Source excerpt |
- Conference: Middle Atlantic Conference
- University Division
- Record: 8–2 (4–1 MAC)
- Head coach: Howdy Myers (16th season);
- Captains: Henry Levin; Bill Starr;
- Home stadium: Hofstra Stadium

= 1965 Hofstra Flying Dutchmen football team =

American college football season

The 1965 Hofstra Flying Dutchmen football team was an American football team that represented Hofstra University during the 1965 NCAA College Division football season. Hofstra finished second in the Middle Atlantic Conference, University Division.

In their 16th year under head coach Howard "Howdy" Myers Jr., the Flying Dutchmen compiled an 8–2 record, and outscored opponents 293 to 187. Henry Levin and Bill Starr were the team captains.

Instructions |
a. Please take everything in the 1965 Hofstra football entry from "American college football" down to "the team captains." and write it out again, swapping "Flying Dutchmen" for "Pride".
b. Answer these from the 1965 Hofstra football entry:
(i) What was the team's home stadium?
(ii) By what score did the team outscore its opponents?
(iii) Where did Hofstra finish in the Middle Atlantic Conference, University Division?

Supplied data |
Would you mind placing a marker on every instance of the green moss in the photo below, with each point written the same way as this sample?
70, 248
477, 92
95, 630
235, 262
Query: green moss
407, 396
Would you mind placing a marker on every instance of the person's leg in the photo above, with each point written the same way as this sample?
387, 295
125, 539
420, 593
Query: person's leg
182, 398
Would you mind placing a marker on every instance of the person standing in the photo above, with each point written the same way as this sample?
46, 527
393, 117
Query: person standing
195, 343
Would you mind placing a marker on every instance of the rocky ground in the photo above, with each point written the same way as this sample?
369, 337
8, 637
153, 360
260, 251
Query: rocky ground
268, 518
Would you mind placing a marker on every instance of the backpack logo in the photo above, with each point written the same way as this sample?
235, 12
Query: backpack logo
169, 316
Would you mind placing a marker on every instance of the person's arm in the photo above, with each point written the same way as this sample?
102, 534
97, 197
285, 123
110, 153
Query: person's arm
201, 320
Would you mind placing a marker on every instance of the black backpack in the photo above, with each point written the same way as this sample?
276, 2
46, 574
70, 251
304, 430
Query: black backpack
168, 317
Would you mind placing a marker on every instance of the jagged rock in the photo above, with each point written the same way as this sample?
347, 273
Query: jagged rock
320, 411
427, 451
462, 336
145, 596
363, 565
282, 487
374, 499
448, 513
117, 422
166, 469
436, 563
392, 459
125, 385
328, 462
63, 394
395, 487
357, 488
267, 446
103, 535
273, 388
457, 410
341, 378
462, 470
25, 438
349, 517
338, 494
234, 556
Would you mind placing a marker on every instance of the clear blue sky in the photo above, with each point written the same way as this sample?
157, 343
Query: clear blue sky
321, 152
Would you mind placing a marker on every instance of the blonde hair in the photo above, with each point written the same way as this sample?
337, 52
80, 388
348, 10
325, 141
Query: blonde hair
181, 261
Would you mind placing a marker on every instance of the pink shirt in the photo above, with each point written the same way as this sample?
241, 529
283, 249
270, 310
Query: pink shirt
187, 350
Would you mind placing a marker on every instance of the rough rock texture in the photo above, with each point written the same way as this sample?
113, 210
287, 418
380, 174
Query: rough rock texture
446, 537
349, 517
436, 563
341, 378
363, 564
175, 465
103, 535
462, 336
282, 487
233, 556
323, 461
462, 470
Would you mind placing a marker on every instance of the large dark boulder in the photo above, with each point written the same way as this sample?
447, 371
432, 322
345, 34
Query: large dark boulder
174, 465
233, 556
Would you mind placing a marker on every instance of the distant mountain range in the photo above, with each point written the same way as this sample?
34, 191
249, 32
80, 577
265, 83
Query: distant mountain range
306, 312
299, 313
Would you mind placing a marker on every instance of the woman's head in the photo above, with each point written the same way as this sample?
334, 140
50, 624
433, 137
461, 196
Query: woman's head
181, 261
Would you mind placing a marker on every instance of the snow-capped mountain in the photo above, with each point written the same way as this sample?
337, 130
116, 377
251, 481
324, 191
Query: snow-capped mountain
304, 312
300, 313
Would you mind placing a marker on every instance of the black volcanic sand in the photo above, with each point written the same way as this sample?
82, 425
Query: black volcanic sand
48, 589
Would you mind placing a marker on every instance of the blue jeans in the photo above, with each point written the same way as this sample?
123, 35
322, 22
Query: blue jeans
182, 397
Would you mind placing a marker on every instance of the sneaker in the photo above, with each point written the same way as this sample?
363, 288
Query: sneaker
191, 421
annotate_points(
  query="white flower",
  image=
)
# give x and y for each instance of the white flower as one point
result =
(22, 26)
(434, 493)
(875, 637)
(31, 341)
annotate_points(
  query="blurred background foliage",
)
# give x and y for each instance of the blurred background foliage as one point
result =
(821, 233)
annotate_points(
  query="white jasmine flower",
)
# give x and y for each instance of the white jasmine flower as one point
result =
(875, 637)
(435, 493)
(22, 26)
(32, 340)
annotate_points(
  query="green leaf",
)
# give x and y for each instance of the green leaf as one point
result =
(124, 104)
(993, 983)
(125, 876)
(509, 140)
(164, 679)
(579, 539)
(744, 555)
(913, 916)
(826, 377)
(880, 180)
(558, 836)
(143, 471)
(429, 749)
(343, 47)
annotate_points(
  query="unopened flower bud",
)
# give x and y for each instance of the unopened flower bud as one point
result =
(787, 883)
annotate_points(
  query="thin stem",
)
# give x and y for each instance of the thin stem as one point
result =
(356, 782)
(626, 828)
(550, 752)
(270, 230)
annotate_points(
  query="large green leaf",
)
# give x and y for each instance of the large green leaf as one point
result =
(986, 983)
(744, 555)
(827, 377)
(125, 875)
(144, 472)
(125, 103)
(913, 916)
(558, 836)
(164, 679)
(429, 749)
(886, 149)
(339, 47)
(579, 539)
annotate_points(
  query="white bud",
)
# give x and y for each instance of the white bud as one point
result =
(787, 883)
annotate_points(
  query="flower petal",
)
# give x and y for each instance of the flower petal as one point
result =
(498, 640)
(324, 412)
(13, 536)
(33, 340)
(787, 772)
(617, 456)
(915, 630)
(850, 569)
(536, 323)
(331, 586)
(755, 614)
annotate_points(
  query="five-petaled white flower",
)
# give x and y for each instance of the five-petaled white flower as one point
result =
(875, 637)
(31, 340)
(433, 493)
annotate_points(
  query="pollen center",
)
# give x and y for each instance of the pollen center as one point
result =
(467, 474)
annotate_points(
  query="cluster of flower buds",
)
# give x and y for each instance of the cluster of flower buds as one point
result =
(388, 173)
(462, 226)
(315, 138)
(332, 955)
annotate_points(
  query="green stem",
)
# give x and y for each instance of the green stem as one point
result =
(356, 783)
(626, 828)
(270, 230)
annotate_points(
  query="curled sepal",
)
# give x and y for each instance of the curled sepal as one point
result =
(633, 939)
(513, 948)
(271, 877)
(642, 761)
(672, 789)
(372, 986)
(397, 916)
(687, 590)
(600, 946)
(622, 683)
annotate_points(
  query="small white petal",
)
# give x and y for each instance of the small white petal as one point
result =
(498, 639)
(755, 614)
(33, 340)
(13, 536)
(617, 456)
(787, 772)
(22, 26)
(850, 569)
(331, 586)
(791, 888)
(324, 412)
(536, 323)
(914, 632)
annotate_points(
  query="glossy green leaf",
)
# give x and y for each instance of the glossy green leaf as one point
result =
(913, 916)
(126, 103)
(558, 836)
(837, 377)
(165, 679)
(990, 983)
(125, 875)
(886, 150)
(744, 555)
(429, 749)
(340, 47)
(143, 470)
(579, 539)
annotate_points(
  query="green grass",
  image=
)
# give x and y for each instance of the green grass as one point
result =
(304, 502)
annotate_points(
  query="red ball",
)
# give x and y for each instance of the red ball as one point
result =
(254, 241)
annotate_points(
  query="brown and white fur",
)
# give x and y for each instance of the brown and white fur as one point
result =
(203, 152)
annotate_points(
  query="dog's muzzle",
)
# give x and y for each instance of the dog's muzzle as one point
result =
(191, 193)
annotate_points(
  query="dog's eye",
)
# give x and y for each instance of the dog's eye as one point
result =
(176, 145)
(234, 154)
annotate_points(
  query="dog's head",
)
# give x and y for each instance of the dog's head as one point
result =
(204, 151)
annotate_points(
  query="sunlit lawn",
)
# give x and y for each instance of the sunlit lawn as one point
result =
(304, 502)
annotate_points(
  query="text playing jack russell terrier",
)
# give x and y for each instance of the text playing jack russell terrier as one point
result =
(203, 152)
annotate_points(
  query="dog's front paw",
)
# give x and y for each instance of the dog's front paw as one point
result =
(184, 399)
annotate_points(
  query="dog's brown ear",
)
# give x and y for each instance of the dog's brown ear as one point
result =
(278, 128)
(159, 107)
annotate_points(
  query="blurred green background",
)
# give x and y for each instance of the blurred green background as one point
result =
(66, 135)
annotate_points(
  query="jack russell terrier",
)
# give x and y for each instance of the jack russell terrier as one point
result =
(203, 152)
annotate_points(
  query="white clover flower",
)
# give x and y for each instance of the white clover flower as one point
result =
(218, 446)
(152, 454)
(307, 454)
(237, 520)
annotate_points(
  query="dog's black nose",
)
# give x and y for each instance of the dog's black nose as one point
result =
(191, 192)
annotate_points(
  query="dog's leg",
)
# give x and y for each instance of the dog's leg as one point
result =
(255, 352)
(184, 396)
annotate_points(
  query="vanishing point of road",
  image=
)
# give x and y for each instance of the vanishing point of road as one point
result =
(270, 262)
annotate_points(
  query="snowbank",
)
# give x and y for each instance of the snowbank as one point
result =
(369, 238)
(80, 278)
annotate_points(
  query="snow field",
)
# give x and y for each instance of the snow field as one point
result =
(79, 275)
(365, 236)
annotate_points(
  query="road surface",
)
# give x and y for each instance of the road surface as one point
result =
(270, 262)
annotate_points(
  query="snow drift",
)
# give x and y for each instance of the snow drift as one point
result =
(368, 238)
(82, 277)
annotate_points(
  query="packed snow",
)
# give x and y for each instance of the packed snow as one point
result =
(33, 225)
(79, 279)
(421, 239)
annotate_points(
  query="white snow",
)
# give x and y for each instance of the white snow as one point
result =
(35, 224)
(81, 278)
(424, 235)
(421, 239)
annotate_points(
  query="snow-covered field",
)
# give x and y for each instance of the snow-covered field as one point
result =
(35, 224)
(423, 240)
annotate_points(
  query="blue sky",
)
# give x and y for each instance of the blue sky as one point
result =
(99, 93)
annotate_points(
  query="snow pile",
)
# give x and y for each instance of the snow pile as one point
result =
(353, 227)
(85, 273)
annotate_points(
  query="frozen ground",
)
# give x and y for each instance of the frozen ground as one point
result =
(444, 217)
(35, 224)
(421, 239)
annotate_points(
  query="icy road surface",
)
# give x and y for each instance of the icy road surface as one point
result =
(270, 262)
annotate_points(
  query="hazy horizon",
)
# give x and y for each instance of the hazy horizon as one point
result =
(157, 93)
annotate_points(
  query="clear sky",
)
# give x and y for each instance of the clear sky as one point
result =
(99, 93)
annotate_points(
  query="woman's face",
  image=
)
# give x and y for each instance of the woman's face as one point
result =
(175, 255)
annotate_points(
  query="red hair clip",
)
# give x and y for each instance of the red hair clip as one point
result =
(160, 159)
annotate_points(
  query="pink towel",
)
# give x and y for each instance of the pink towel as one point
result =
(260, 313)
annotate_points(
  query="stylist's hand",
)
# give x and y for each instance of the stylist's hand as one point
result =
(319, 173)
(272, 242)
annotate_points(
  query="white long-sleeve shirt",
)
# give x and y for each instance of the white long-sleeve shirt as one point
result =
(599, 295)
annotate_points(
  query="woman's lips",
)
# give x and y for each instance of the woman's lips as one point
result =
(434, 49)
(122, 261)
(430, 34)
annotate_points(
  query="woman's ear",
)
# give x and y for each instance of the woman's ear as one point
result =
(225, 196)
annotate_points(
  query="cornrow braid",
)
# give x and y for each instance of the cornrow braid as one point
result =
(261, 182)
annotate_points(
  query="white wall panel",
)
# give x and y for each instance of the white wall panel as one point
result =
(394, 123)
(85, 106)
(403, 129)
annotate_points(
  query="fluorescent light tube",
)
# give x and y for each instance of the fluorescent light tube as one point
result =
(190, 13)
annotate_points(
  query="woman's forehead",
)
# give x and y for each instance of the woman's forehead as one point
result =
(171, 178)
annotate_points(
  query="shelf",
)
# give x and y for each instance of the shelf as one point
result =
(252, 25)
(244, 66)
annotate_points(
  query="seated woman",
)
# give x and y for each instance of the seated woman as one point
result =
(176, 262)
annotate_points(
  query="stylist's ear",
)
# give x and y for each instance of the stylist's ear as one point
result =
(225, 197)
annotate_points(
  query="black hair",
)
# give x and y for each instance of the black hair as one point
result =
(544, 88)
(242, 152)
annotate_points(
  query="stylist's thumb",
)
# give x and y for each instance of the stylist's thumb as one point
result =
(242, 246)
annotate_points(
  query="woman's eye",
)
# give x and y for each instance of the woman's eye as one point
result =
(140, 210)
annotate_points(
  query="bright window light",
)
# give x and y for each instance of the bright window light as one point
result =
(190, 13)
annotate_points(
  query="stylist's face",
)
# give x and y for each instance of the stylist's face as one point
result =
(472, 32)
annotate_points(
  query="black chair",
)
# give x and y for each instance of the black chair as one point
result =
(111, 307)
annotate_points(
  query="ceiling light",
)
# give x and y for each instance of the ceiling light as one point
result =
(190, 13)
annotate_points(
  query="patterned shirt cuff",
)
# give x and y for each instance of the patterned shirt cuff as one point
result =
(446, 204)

Answers for this exercise |
a.
American college football season

The 1965 Hofstra Pride football team was an American football team that represented Hofstra University during the 1965 NCAA College Division football season. Hofstra finished second in the Middle Atlantic Conference, University Division.

In their 16th year under head coach Howard "Howdy" Myers Jr., the Pride compiled an 8–2 record, and outscored opponents 293 to 187. Henry Levin and Bill Starr were the team captains.

b.
(i) Hofstra Stadium
(ii) 293 to 187
(iii) Second